[Stored data]
┄┄┄┄┄┄

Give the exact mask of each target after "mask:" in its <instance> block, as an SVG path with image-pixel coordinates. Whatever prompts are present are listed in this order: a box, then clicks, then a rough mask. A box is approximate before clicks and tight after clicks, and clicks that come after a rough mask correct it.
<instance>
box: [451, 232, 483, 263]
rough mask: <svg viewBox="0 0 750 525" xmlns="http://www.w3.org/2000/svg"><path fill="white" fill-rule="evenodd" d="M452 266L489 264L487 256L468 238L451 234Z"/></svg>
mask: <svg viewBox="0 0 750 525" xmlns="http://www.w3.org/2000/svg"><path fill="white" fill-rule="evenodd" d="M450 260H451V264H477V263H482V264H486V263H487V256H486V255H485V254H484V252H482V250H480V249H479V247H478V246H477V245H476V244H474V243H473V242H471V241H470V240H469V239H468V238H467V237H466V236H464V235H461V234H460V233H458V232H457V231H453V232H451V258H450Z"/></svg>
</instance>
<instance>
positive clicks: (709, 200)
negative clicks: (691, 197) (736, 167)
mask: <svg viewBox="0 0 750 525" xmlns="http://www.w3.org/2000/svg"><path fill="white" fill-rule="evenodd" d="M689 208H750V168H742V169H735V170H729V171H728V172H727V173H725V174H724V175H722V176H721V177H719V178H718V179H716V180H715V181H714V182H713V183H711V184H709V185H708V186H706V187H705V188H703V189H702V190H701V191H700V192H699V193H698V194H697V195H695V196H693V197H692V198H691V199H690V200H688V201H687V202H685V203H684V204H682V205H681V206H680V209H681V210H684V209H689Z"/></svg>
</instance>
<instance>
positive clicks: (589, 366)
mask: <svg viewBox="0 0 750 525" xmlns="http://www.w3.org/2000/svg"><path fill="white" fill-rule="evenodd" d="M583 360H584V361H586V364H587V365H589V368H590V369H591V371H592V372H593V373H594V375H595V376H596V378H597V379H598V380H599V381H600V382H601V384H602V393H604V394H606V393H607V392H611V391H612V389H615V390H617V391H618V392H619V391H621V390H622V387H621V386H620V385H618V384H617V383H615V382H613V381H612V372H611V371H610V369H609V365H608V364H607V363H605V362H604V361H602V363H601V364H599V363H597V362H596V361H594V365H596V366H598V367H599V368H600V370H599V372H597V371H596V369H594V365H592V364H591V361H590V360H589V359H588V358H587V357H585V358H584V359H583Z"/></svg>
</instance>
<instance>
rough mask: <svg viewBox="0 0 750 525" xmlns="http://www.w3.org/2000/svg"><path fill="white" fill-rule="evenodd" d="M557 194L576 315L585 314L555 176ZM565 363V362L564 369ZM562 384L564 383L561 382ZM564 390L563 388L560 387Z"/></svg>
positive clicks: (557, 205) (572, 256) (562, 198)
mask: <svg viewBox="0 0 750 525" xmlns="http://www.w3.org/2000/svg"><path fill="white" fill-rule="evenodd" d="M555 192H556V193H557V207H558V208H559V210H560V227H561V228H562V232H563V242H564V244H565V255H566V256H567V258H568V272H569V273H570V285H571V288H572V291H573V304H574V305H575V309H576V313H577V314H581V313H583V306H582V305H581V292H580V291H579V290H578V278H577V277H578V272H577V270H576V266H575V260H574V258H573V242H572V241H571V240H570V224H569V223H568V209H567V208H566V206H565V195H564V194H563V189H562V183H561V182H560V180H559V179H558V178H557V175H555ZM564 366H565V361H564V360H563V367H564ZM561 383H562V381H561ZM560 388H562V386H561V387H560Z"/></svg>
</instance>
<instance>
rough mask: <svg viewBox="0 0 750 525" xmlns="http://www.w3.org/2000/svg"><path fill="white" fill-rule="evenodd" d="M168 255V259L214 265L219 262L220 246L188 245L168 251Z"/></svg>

┄┄┄┄┄┄

How to complete this task:
Rewrite the listing, changing every "rough mask" to "coarse mask" and leaving everything else as it is.

Worked solution:
Give the exact mask of each target after "mask:" in its <instance> block, as an SVG path with image-pixel coordinates. Whatever prompts are present are listed in this order: a box, then clicks, then a coarse mask. A box is approximate before clicks and tight after clicks, and clicks that come after a coarse mask correct it.
<instance>
box: [451, 232, 483, 263]
coarse mask: <svg viewBox="0 0 750 525" xmlns="http://www.w3.org/2000/svg"><path fill="white" fill-rule="evenodd" d="M452 266L489 264L487 256L468 238L451 234Z"/></svg>
mask: <svg viewBox="0 0 750 525" xmlns="http://www.w3.org/2000/svg"><path fill="white" fill-rule="evenodd" d="M450 260H451V264H477V263H482V264H486V263H487V256H486V255H485V254H484V252H482V250H480V249H479V247H478V246H477V245H476V244H474V243H473V242H471V241H470V240H469V239H468V238H467V237H466V236H464V235H461V234H460V233H458V232H457V231H453V232H451V258H450Z"/></svg>
</instance>
<instance>
positive clicks: (709, 200)
negative clicks: (691, 197) (736, 167)
mask: <svg viewBox="0 0 750 525" xmlns="http://www.w3.org/2000/svg"><path fill="white" fill-rule="evenodd" d="M689 208H750V168H742V169H735V170H729V171H728V172H727V173H725V174H724V175H722V176H721V177H719V178H718V179H716V180H715V181H714V182H713V183H711V184H709V185H708V186H706V187H705V188H703V189H702V190H701V191H700V192H699V193H698V194H697V195H695V196H693V197H692V198H691V199H690V200H688V201H687V202H685V203H684V204H682V205H681V206H680V209H681V210H684V209H689Z"/></svg>
</instance>
<instance>
positive clicks: (589, 366)
mask: <svg viewBox="0 0 750 525" xmlns="http://www.w3.org/2000/svg"><path fill="white" fill-rule="evenodd" d="M583 360H584V361H586V364H587V365H589V368H590V369H591V371H592V372H593V373H594V375H595V376H596V378H597V379H598V380H599V381H600V382H601V384H602V393H604V394H606V393H607V392H611V391H612V389H615V390H617V391H618V392H619V391H621V390H622V387H621V386H620V385H618V384H617V383H615V382H613V381H612V372H611V371H610V369H609V365H608V364H607V363H605V362H604V361H602V363H601V364H599V363H597V362H596V361H594V365H596V366H598V367H599V368H600V370H599V372H597V371H596V369H594V365H592V364H591V361H590V360H589V359H588V358H587V357H585V358H584V359H583Z"/></svg>
</instance>
<instance>
coarse mask: <svg viewBox="0 0 750 525" xmlns="http://www.w3.org/2000/svg"><path fill="white" fill-rule="evenodd" d="M557 194L576 315L585 314L555 176ZM565 363V362L564 369ZM562 384L564 383L561 382ZM564 390L563 388L560 387Z"/></svg>
positive clicks: (557, 205) (572, 256) (562, 198)
mask: <svg viewBox="0 0 750 525" xmlns="http://www.w3.org/2000/svg"><path fill="white" fill-rule="evenodd" d="M555 192H556V193H557V207H558V208H559V210H560V227H561V228H562V232H563V242H564V244H565V255H566V256H567V258H568V272H569V273H570V285H571V288H572V291H573V304H574V305H575V309H576V313H577V314H581V313H583V306H582V305H581V292H580V291H579V290H578V278H577V277H578V272H577V270H576V266H575V260H574V258H573V242H572V241H571V240H570V224H569V223H568V209H567V208H566V206H565V195H564V194H563V189H562V183H561V182H560V180H559V179H558V178H557V175H555ZM564 366H565V361H564V360H563V367H564ZM561 383H562V381H561ZM560 388H562V386H561V387H560Z"/></svg>
</instance>
<instance>
coarse mask: <svg viewBox="0 0 750 525" xmlns="http://www.w3.org/2000/svg"><path fill="white" fill-rule="evenodd" d="M168 255V259L214 265L219 262L220 246L188 245L168 251Z"/></svg>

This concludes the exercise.